* _Data for review_:
------------

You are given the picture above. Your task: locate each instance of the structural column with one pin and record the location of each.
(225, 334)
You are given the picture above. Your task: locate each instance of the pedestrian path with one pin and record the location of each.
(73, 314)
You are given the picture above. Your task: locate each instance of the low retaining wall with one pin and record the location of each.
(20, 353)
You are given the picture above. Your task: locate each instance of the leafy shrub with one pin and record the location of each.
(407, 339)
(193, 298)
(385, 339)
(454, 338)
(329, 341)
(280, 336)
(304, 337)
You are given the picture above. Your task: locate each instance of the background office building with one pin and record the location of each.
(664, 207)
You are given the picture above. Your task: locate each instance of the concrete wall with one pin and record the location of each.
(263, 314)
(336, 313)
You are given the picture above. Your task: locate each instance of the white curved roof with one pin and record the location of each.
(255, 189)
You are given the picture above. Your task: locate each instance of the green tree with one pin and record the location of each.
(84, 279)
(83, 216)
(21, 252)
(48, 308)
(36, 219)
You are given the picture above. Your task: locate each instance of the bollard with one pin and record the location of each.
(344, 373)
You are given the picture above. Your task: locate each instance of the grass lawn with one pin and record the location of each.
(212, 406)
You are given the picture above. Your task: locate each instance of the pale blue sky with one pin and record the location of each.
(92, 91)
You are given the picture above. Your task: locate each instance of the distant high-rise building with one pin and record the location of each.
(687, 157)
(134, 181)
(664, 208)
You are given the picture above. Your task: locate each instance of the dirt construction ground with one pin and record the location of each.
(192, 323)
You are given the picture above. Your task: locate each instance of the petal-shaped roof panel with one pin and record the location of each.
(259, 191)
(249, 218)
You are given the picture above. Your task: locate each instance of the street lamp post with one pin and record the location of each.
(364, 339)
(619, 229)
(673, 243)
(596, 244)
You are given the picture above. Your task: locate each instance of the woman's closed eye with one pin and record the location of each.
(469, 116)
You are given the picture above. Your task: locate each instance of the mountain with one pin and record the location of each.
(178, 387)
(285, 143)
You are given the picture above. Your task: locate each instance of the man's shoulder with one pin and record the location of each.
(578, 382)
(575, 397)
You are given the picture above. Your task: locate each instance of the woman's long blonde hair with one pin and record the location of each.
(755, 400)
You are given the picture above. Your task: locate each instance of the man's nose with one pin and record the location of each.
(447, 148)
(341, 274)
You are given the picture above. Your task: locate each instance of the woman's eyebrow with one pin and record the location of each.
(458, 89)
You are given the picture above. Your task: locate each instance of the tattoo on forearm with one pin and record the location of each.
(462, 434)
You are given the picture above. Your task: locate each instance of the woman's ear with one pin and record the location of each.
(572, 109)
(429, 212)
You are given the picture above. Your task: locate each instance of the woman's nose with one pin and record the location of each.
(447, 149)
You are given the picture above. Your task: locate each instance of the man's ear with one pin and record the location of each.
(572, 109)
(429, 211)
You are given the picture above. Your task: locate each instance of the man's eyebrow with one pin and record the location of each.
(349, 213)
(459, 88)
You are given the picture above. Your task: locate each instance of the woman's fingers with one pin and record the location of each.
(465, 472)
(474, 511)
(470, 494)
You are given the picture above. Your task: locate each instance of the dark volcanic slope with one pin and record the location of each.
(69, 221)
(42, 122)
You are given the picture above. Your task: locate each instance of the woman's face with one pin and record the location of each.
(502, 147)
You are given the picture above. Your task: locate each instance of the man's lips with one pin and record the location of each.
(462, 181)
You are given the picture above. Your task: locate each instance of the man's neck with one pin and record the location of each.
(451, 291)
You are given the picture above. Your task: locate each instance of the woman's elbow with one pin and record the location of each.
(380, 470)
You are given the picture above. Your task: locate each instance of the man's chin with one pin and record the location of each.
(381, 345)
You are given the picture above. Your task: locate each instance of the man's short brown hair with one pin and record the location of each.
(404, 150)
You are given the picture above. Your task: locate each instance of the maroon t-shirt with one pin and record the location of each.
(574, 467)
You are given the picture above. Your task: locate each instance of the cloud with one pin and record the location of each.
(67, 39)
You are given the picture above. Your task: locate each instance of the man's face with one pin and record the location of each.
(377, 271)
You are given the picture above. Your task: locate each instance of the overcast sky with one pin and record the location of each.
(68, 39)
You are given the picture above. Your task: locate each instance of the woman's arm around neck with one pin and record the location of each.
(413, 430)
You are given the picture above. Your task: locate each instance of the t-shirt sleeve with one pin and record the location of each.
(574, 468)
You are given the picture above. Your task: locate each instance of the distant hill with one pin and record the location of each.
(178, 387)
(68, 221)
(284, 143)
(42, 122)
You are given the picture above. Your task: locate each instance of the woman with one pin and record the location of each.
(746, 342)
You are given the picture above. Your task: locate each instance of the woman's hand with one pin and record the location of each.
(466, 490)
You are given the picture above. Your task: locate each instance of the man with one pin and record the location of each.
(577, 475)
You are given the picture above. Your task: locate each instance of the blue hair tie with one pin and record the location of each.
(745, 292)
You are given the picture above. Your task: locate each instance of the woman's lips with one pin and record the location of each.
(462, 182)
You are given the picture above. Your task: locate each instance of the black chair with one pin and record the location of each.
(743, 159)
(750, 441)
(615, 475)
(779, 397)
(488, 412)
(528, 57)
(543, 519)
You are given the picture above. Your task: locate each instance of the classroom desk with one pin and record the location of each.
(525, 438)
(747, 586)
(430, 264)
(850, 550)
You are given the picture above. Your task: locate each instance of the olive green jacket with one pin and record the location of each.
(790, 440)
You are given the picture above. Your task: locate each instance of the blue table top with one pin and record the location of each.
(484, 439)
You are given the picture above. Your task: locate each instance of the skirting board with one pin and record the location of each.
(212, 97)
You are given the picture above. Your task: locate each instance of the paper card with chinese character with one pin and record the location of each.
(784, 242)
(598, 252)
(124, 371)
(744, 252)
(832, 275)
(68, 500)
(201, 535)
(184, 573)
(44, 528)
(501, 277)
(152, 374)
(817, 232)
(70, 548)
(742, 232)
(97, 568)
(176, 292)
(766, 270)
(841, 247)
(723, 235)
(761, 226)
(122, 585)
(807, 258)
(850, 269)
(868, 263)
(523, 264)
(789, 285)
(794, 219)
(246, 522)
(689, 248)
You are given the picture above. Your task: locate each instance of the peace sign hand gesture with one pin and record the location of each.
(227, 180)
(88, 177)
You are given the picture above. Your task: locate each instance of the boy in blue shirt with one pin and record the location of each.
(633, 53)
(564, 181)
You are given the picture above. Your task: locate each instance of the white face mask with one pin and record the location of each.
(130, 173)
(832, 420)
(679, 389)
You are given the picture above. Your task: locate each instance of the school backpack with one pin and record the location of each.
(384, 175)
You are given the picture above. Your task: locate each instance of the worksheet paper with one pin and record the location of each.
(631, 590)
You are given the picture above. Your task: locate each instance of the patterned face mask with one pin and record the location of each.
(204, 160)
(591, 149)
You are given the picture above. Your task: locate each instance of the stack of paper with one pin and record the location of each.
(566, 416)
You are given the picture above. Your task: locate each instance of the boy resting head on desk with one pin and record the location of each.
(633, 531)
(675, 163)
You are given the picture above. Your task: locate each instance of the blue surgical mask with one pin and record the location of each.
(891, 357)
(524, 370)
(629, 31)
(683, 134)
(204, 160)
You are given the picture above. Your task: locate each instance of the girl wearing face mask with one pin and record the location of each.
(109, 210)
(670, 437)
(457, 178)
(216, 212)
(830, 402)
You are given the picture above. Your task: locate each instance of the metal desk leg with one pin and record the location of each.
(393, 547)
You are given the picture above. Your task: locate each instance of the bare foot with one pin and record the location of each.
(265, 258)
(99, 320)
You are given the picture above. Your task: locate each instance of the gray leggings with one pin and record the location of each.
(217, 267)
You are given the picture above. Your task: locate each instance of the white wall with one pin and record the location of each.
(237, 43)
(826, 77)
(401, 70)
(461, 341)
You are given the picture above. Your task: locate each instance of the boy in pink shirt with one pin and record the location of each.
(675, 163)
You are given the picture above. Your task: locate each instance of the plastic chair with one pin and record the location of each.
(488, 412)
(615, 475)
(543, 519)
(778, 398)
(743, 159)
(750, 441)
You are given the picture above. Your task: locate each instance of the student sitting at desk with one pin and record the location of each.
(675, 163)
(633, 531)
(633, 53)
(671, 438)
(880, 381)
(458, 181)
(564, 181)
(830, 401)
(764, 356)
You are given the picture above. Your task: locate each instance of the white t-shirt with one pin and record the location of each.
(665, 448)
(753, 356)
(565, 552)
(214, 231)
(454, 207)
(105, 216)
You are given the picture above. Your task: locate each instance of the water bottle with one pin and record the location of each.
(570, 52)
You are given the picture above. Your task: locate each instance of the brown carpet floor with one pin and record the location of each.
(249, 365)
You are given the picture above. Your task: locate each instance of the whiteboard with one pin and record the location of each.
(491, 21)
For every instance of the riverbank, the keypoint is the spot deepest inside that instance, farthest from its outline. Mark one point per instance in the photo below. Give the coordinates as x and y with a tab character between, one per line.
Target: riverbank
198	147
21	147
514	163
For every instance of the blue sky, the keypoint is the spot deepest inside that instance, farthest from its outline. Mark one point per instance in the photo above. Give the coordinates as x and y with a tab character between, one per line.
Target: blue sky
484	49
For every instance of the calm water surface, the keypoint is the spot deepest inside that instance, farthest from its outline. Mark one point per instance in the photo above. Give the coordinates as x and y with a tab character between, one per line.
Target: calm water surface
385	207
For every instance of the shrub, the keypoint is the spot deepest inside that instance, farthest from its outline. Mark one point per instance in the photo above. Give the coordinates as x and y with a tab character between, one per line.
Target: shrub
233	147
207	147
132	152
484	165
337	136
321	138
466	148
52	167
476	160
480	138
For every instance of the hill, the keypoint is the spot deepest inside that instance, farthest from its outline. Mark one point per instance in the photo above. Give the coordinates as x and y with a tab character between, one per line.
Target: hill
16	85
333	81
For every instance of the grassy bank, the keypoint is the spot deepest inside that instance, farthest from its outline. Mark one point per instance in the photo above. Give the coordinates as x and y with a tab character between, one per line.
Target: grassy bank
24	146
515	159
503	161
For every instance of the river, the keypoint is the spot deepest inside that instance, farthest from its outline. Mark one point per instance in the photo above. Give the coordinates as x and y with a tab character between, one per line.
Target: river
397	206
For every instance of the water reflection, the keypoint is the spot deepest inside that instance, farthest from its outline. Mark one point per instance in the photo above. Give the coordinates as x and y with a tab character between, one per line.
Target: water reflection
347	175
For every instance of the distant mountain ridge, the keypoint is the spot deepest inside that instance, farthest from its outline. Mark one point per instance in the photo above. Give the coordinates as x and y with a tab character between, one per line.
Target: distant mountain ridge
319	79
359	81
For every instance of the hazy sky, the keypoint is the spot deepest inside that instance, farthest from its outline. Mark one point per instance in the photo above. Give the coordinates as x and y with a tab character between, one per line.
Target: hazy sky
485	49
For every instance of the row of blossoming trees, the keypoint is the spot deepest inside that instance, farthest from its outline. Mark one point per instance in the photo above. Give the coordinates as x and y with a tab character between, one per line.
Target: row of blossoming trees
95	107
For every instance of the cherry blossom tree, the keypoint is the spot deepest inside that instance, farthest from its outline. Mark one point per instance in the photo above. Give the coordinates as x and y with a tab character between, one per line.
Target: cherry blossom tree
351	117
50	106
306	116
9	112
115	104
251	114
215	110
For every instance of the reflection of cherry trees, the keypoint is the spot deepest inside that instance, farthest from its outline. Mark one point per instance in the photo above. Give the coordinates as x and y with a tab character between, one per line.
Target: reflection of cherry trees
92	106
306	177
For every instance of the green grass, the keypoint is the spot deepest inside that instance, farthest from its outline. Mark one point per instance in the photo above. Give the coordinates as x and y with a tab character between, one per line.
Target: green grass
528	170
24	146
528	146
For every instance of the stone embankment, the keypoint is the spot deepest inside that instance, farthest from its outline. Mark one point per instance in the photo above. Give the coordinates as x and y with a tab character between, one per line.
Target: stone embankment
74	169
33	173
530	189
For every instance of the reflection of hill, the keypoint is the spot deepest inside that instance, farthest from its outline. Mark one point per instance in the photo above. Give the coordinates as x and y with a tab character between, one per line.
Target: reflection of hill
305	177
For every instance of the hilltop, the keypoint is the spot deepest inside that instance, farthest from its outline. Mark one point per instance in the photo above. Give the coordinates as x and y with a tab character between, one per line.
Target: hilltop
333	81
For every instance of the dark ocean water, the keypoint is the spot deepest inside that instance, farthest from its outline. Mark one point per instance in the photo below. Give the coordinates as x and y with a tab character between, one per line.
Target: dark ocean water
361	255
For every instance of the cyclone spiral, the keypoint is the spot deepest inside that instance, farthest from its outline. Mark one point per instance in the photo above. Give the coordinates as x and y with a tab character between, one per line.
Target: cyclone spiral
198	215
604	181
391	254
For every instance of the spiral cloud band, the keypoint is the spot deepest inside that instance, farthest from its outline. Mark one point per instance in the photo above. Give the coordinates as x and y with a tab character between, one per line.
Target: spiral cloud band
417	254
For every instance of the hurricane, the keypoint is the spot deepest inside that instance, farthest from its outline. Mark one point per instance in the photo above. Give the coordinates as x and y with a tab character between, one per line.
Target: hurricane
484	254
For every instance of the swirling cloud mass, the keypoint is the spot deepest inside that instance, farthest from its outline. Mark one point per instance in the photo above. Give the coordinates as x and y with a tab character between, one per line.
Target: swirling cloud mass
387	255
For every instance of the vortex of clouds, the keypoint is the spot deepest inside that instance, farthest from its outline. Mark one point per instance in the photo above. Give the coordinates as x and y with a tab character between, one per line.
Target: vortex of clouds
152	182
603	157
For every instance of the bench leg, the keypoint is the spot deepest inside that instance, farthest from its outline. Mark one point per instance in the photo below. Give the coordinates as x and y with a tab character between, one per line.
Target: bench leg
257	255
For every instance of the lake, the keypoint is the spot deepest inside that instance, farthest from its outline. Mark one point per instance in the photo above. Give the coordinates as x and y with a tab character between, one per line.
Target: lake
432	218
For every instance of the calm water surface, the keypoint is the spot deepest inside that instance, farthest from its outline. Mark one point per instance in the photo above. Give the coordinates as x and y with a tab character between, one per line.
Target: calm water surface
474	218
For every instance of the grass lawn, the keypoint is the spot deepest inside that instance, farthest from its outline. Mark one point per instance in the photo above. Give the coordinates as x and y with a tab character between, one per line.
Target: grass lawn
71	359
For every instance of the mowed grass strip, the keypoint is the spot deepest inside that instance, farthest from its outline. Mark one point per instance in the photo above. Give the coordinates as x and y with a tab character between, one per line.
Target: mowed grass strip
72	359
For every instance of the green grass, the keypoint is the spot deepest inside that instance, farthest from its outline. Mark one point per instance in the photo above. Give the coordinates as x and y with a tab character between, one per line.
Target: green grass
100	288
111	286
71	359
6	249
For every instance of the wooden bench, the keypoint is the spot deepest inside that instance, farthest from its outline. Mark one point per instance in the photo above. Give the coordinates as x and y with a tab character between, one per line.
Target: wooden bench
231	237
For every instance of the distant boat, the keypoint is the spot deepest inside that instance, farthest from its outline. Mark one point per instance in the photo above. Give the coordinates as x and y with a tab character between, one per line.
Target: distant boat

------------

* _Prompt_: Show every line of the material above in which "below" is present.

* _Answer to this task_:
For every instance of the riverbank, the keypoint is the spot deepest inside that instance, farthest from its outline. Mark one point per instance in the photo below. Give the coordinates as x and y with a tab character between, one per line.
For every instance of the dark ocean water, the keypoint is the spot deepest inside that instance, farthest from its outline. Mark one point per instance in the photo below. Give the coordinates as x and y with a tab character between, one per line.
For every instance of the bench leg, the keypoint is the spot deepest inside that instance, farthest from its outline. Mark one point per instance in the photo below. Give the coordinates as x and y with a tab character between, one per line.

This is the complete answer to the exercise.